- 收集条目:

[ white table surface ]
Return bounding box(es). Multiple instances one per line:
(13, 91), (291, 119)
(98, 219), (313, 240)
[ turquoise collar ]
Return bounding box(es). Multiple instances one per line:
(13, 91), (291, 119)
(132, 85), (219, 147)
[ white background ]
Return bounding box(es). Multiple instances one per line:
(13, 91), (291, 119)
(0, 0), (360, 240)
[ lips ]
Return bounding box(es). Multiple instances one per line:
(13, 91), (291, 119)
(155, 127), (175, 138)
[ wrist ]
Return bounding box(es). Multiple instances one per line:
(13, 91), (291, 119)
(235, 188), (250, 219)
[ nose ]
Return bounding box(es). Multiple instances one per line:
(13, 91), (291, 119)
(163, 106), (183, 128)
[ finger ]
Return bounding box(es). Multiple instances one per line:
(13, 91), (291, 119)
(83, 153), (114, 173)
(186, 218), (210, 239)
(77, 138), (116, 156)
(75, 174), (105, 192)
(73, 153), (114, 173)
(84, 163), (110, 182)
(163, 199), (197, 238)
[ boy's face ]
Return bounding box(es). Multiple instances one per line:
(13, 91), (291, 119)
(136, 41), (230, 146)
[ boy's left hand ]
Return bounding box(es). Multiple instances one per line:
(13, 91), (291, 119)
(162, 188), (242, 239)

- 任务说明:
把上面的全部数据逐行转成编号列表，略去空行。

- 书面作答:
1. [ white table surface ]
2. Return bounding box(es). Multiple instances one per line:
3. (13, 91), (291, 119)
4. (98, 219), (313, 240)
5. [ turquoise collar ]
6. Return bounding box(es). Multiple instances one per line:
7. (13, 91), (291, 119)
8. (132, 85), (219, 147)
9. [ white background ]
10. Return bounding box(es). Multiple instances one per line:
11. (13, 91), (291, 119)
12. (0, 0), (360, 240)
13. [ lips ]
14. Return bounding box(es). Multiple instances one per line:
15. (13, 91), (291, 119)
16. (155, 127), (175, 138)
17. [ wrist ]
18. Return bounding box(es). Multiple instances one per line:
19. (13, 91), (291, 119)
20. (235, 188), (250, 219)
21. [ nose ]
22. Return bounding box(es). Multiple instances one per line:
23. (13, 91), (291, 119)
24. (163, 106), (183, 128)
25. [ finger ]
26. Return bounding box(es). Multiple instances one per line:
27. (13, 91), (291, 119)
28. (83, 153), (114, 173)
29. (186, 218), (210, 239)
30. (77, 138), (116, 156)
31. (75, 174), (105, 192)
32. (73, 153), (114, 173)
33. (84, 163), (110, 182)
34. (163, 199), (197, 238)
35. [ boy's face ]
36. Return bounding box(es). Multiple instances one per line:
37. (13, 91), (291, 119)
38. (136, 41), (230, 146)
39. [ boy's left hand ]
40. Return bounding box(es). Multiple instances one per line:
41. (13, 91), (291, 119)
42. (162, 188), (242, 239)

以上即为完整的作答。